Complete the following -
**1)** Check each statement against the piece on Peter Thiel's Roth IRA and answer yes or no, quoting the words of the piece that settle it: (a) In 1999 a Roth IRA had a maximum allowable contribution of $2,000. (b) More money was contributed to the account in the years after 1999. (c) By 2019 the account had grown to 96 sub-accounts.
**2)** Carry on writing the piece about Peter Thiel's Roth IRA, starting right after its final sentence.

While the emphasis of the article on Thiel’s Roth IRA takes on the task of trying to somehow compare an “average” investor’s potential gains with the unimaginable magnitude of Thiel’s windfall, this is something that makes sense as a valid perspective, but the obscenity is nearly lost in the opaque fog of numbers beyond comprehension.

For example: your Peter is basically gifted 1.7 million shares by the company he was one of the founders of (along with Elon Musk and the rest of the so called “PayPal Mafia). That “purchase” costing less than $2000 based on the ridiculous price of $0.001 per share was used to found a Roth IRA.

The engineered numbers were no accident: at the time, in 1999, a Roth IRA account had a maximum allowable contribution amount of $2,000. Since the shares were “below fair value”, the fact of which was admitted by PayPal in an SEC filing from the time just before the company went public, the value increased massively, by 227,490% in the first year. Which increased the value of the paltry $2k up to $3.8 million.

Though obviously not enforced, regulations at the time forbade this kind of “stuffing”. Meaning, the initial trade that launched this scheme was possibly illegitimate, if not unlawful. Or, as ProPublica more kindly phrased it: “Investors aren’t allowed to buy assets for less than their true value through an IRA. “

As a matter of fact, according to the article, the “stuffing” was so successful that no further contributions were ever made into the account after that initial 1999 sum.

Since a Roth IRA allows a person to trade stocks within the account tax free, as long as no withdrawals are made, this large but still comprehensible sum was the start of a 20 year use of the tax statutes to build a fortune of over $5 billion without paying a single penny in tax.

Hitting $870 million in value by 2008, by 2019 the tax free enterprise, built on the less than $2000 initial contribution (stock “purchase”), ultimately ballooned to 96 sub-accounts with holdings of $5 billion.

Ok, so that’s the short summary of the mind blowing numbers. For a more detailed account, by all means visit the original article.

The numbers are outrageous, but the entitlement and arrogance is on a whole other level

The part of the story that should spark outrage is not in the numbers but begins where the almost inhuman greed, hubris and hypocrisy at this good fortune grows apace with the size of the tax free bonanza. Because Peter Tiel is not just any run-of-the-mill untaxed billionaire.

The endlessly expanding windfall he received, tax free, did not engender a mindset of charity or gratefulness at his miraculous providence.

Supplied information -
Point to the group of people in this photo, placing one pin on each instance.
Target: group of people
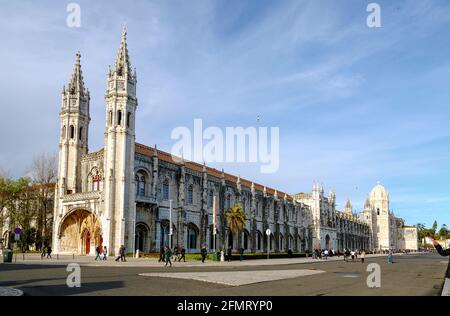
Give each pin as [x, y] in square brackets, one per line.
[353, 254]
[323, 253]
[46, 251]
[178, 254]
[165, 254]
[99, 252]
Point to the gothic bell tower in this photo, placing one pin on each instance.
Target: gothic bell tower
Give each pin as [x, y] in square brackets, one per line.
[121, 103]
[73, 139]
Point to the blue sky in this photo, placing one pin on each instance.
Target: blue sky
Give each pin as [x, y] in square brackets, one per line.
[354, 105]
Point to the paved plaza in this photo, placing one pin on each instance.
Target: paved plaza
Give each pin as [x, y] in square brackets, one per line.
[236, 278]
[414, 274]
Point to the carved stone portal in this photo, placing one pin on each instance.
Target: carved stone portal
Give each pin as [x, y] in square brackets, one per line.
[80, 233]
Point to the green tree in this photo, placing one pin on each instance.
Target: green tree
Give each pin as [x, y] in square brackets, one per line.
[236, 219]
[434, 227]
[421, 231]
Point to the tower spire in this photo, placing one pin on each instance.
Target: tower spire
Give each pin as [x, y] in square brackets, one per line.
[123, 64]
[76, 83]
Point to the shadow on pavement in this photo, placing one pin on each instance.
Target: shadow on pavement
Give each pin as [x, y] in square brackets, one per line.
[64, 290]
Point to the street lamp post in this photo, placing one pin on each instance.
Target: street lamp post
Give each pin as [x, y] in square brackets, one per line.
[268, 232]
[170, 224]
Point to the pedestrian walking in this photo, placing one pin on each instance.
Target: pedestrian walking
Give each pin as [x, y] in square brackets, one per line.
[121, 256]
[390, 257]
[177, 253]
[168, 255]
[97, 253]
[204, 252]
[161, 254]
[44, 251]
[443, 253]
[183, 252]
[241, 254]
[229, 254]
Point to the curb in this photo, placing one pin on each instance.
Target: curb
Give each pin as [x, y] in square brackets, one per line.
[9, 291]
[446, 288]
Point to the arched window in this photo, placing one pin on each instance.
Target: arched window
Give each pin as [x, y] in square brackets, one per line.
[228, 202]
[119, 118]
[136, 179]
[190, 199]
[192, 238]
[166, 189]
[142, 186]
[96, 181]
[128, 119]
[210, 198]
[258, 241]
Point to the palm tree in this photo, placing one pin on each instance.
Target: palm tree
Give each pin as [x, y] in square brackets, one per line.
[236, 219]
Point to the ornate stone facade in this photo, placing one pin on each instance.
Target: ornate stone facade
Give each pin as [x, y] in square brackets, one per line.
[120, 195]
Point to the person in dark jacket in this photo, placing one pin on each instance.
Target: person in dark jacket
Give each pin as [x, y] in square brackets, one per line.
[443, 253]
[182, 257]
[161, 255]
[204, 252]
[168, 255]
[229, 254]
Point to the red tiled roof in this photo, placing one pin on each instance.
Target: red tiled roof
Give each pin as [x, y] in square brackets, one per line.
[164, 156]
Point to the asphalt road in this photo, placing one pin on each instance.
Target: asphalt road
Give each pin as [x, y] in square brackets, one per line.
[416, 275]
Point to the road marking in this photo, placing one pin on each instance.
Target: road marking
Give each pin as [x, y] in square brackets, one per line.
[236, 278]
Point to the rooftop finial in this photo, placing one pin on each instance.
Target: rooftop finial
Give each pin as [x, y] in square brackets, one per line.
[124, 31]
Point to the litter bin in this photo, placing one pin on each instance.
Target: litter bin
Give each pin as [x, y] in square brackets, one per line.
[7, 256]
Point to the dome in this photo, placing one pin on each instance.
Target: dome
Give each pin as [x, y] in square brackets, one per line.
[379, 193]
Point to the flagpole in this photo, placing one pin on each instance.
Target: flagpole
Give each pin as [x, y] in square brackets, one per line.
[170, 224]
[214, 225]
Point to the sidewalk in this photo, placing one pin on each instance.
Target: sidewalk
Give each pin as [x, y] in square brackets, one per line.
[9, 291]
[446, 288]
[148, 262]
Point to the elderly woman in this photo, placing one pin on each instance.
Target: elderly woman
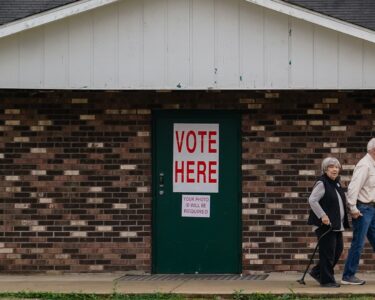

Results of the tasks -
**1)**
(a) Yes: "at the time, in 1999, a Roth IRA account had a maximum allowable contribution amount of $2,000"
(b) No: "no further contributions were ever made into the account after that initial 1999 sum"
(c) Yes: "ultimately ballooned to 96 sub-accounts with holdings of $5 billion"

**2)**
Above: Photo Collage / Lynxotic

Instead Thiel, once the wealth lent him a position of power, preached and pushed the idea that the US government, the same one that he was able to avoid paying taxes to, was guilty of over-taxing people like him (and poor people too).

He spent millions of dollars in an effort to influence Republican politicians and groups that have anti-tax agendas, to change the laws in ways that would add even more advantages to his already preposterously privileged position. Then this: as per ProPublica: “In 2016, he became the rare Silicon Valley titan to endorse Donald Trump.”

And, in an arrogance that is as incomprehensible as the size his effortlessly expanding fortune, he espouses the belief that people like him are entitled to these kind of spoils because, after all, without him we might have to live without PayPal and….wait for it…. Facebook.

Yes, you heard that right. In 2004, Thiel used his IRA to buy $500,000 worth of shares in a, then private, company called Facebook, which was the first big outside investment in Zuckerberg’s soon to be massive monstrosity.

By using his IRA funds to buy shares of the start-up he was able to avoid tax on all the future gains of those shares. (ProPublica, in excellent investigative reporting, uncovered this tidbit by combing though Facebook court documents).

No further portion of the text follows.